Your instructions:
Exact reproduction of all the data is required, with pictures excluded.

[Stored data entries]

>>>

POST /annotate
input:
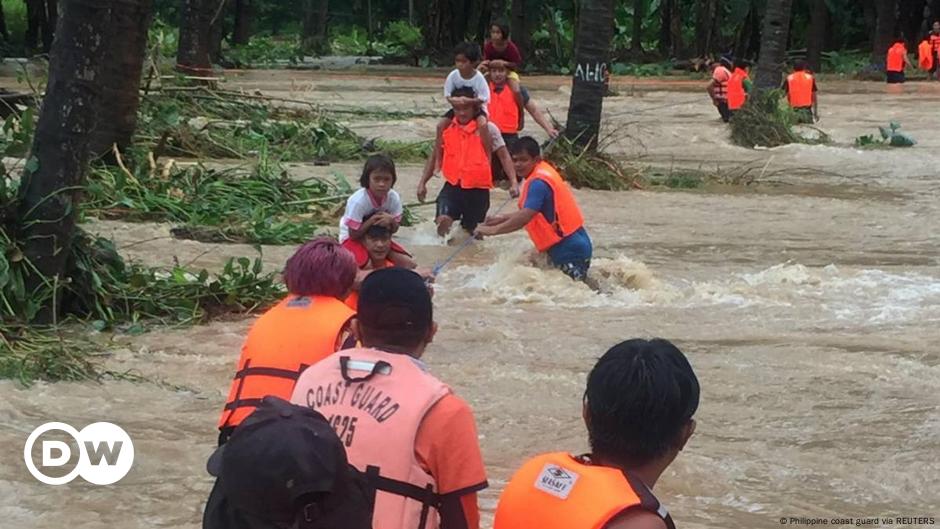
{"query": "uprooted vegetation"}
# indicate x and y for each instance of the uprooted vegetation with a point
(198, 122)
(766, 120)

<<<

Solved problem:
POST /annotate
input:
{"query": "uprooted vegetation"}
# indicate x and y for each instance of the uprooted vegetation with a point
(198, 122)
(766, 120)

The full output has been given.